▶ **Texte du document**
---

Van Vogt.
Tant de gens l'encensent.
Tant de gens le descendent.

Si on reste dans le contexte de la littérature SF du début de la guerre froide, des space opera d'avant les années 50 et des réflexions sur la relativité de l'humanité et de ses fondements culturels, y'en a pas des masses.

Le cycle du non-A c'est tout ça à la fois.
On commence comme le Jacques de Diderot avec un personnage qui (spoiler!) ne sais pas d'où il vient ni où il va et qui à la limite s'en fout. C'est pas ça le plus important, il peut s'adapter à tout ce qu'on lui impose. Seule la logique aristotélicienne - qu'on suit, nous lecteur, même sans le savoir - nous empêche de nous intégrer, de nous moduler, d'être flexible à toute situation. Cette logique A implique que le monde soit divisé en catégories d'interprétations : le corps, l'interne, l'extérieur, les sentiments, les autres, le moi... Tout ceci construit un monde. En nous y incluant.

Le non-A c'est une plongée dans une autre culture fondée sur une autre logique. Et si on s'adapte pas on est un peu comme un GPS qui, alors qu'une nouvelle route a été tracée, s'obstine à vouloir nous faire faire demi-tour, estimant que nous roulons alors dans la brousse.

---

Éléments provenant d'une source de données
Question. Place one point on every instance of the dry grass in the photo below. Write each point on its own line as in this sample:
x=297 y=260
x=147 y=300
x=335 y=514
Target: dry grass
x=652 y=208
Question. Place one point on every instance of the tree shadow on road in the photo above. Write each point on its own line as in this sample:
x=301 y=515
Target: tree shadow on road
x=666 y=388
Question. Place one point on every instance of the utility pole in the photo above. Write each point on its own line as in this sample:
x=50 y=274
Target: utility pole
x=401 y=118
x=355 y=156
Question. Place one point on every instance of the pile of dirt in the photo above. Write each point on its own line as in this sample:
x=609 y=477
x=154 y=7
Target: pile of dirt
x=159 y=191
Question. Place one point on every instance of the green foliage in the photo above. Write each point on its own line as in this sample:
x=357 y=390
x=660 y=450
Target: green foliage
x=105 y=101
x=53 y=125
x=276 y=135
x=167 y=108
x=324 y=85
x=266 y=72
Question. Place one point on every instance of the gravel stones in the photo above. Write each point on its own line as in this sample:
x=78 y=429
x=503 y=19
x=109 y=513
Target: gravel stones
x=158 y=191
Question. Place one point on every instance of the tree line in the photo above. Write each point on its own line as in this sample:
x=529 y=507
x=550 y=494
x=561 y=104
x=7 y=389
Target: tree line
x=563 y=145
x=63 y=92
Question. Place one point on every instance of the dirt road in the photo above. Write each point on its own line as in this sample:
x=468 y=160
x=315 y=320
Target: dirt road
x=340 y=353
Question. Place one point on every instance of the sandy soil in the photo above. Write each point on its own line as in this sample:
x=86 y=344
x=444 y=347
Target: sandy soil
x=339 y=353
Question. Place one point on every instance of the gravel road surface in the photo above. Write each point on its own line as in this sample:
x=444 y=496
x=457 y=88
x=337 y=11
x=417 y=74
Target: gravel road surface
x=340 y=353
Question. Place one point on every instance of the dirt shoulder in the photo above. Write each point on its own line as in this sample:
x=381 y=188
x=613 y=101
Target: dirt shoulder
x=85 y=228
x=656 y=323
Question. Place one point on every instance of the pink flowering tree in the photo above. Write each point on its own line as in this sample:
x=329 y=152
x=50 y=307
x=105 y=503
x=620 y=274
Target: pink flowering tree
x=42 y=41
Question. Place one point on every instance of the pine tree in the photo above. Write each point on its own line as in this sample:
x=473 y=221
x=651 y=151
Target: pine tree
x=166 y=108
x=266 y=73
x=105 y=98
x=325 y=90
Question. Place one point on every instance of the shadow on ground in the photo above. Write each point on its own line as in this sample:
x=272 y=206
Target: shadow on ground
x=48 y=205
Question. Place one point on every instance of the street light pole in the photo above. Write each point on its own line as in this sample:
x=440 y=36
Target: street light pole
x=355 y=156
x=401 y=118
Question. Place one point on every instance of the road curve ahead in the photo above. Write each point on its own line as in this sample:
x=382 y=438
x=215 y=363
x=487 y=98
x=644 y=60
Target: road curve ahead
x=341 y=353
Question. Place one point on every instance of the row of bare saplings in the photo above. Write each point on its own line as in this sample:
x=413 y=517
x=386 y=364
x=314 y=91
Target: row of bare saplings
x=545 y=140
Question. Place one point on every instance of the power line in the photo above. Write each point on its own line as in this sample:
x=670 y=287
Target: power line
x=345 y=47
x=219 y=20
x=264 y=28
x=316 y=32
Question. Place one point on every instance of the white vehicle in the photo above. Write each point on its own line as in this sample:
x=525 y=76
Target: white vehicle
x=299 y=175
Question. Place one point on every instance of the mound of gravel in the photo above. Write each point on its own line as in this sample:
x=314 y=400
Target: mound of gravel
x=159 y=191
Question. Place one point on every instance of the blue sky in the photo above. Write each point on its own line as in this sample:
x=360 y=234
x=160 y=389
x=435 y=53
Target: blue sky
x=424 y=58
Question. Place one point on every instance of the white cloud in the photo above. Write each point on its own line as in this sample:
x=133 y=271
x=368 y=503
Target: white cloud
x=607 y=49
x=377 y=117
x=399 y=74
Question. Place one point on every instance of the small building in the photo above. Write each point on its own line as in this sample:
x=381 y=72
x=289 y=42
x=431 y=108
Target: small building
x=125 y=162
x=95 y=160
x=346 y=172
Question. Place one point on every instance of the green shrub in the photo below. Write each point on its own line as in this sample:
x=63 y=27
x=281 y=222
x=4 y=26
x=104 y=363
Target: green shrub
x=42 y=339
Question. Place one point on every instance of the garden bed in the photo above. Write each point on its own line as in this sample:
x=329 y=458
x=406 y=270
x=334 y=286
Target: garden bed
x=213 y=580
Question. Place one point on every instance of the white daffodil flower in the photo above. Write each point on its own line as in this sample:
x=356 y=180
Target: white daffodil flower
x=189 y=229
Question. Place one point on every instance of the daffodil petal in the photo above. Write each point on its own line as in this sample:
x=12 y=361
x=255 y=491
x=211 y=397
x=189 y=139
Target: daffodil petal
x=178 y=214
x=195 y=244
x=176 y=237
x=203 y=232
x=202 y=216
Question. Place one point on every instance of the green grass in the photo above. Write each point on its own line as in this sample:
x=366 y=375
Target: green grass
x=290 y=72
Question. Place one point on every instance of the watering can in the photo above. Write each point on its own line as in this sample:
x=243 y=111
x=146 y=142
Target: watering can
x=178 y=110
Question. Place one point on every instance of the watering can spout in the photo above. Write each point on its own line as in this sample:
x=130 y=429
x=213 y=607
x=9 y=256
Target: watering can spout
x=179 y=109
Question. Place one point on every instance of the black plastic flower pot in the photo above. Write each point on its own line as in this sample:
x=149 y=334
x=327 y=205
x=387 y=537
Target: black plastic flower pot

---

▶ **Consignes**
(1) D'après le texte sur le cycle du non-A, qu'est-ce qui nous empêche de nous intégrer et d'être flexibles à toute situation ?
(2) Recopiez le passage du texte sur le cycle du non-A qui s'ouvre sur les mots contenant « Tant de gens l'encensent. » et se termine par « pas des masses. ».

▶ **Réponses fournies**
(1) La logique aristotélicienne.

(2)
Tant de gens l'encensent.
Tant de gens le descendent.

Si on reste dans le contexte de la littérature SF du début de la guerre froide, des space opera d'avant les années 50 et des réflexions sur la relativité de l'humanité et de ses fondements culturels, y'en a pas des masses.